Hubo un segundo intento de cine en el barrio Las Delicias de Minas, Uruguay, pero esta vez en una “sala”. Una cooperativa de consumidores de productos para la agricultura abandonó un viejo galpón (espacio techado con paredes rústicas) a un lado de la sede del Club de Fútbol Las Delicias, por la calle Garibaldi. Allí se juntaron un montón de sillas de cardo (palma) y madera y se improvisó un cine que podía funcionar en invierno y en horario matiné además de cobrar una módica entrada. No duró mucho la sala de cine. Por modesto que fuera el pago por entrar, mucho mayor era la modestia económica de la gente del barrio que signó la suerte de esa “empresa del séptimo arte”.
Caminando de la sede del Club Las Delicias por la vereda sur en aquellos años encontrábamos una tienda de ropa, botones, hilos y cosas así de la familia Bordón que la atendía la “Negrita”, como le decían a la señora. Luego esta tienda se cambió sobre esta misma calle, pero cruzando la avenida Varela, y amplió el giro comercial. En esa misma esquina estaba otro bar y a un lado un almacén, ambos comercios de la familia Prego. Recuerdo que la esposa de Julio Prego, Gladys Quinteros, daba clases de ballet a niñas del barrio.

= = = = = = =

- TAREAS A REALIZAR:
[A] Cita literalmente el fragmento del texto sobre el barrio Las Delicias que comienza con las palabras "Caminando de la" y termina con "niñas del barrio.".
[B] Según el texto sobre el barrio Las Delicias, ¿quién daba clases de ballet a niñas del barrio?
[C] Enumera todas las personas que el texto sobre el barrio Las Delicias menciona por su nombre o apodo.
Las líneas que vienen a continuación son material independiente del texto sobre el barrio Las Delicias.

= = = = = = =

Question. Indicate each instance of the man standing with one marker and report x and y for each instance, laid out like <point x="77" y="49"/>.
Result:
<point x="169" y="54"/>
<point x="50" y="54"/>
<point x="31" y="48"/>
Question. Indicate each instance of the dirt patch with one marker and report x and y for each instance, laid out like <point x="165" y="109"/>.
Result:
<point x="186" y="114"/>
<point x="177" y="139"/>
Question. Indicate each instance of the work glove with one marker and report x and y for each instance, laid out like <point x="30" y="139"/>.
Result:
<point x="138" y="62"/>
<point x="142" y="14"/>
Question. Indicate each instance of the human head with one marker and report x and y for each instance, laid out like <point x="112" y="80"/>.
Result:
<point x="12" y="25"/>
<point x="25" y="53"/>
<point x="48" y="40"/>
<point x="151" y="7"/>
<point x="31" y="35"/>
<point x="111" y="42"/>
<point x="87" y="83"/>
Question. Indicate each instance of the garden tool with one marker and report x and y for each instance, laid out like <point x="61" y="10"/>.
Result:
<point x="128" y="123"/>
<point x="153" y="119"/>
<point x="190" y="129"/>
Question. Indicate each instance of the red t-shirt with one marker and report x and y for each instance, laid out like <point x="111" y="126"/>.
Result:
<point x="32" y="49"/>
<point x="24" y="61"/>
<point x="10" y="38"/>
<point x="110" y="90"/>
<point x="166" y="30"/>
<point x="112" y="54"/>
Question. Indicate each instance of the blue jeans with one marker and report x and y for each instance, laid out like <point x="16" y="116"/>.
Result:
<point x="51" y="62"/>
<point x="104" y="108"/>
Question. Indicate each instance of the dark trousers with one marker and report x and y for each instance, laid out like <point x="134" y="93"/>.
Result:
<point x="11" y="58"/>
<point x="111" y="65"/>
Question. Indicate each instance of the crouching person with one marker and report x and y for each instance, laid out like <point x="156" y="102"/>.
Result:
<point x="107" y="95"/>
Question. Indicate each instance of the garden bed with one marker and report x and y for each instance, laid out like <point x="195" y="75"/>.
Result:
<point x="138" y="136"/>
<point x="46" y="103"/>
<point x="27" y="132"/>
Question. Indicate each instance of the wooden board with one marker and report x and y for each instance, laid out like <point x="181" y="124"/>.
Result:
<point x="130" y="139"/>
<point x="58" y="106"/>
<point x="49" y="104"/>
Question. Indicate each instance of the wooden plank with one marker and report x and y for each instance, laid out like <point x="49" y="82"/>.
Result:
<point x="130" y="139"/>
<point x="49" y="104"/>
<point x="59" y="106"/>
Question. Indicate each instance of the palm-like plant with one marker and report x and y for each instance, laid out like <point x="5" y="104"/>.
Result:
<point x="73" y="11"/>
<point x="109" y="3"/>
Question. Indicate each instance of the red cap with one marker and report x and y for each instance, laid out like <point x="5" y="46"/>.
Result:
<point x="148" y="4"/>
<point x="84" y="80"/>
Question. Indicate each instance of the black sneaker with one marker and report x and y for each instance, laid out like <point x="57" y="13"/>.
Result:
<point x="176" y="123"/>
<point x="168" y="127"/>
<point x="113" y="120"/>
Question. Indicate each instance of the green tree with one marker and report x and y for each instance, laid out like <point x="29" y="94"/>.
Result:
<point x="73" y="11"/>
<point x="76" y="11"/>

= = = = = = =

- RESPUESTAS RESUELTAS:
[A]
Caminando de la sede del Club Las Delicias por la vereda sur en aquellos años encontrábamos una tienda de ropa, botones, hilos y cosas así de la familia Bordón que la atendía la “Negrita”, como le decían a la señora. Luego esta tienda se cambió sobre esta misma calle, pero cruzando la avenida Varela, y amplió el giro comercial. En esa misma esquina estaba otro bar y a un lado un almacén, ambos comercios de la familia Prego. Recuerdo que la esposa de Julio Prego, Gladys Quinteros, daba clases de ballet a niñas del barrio.

[B] Gladys Quinteros, la esposa de Julio Prego.

[C]
- La "Negrita", la señora que atendía la tienda de la familia Bordón
- Julio Prego
- Gladys Quinteros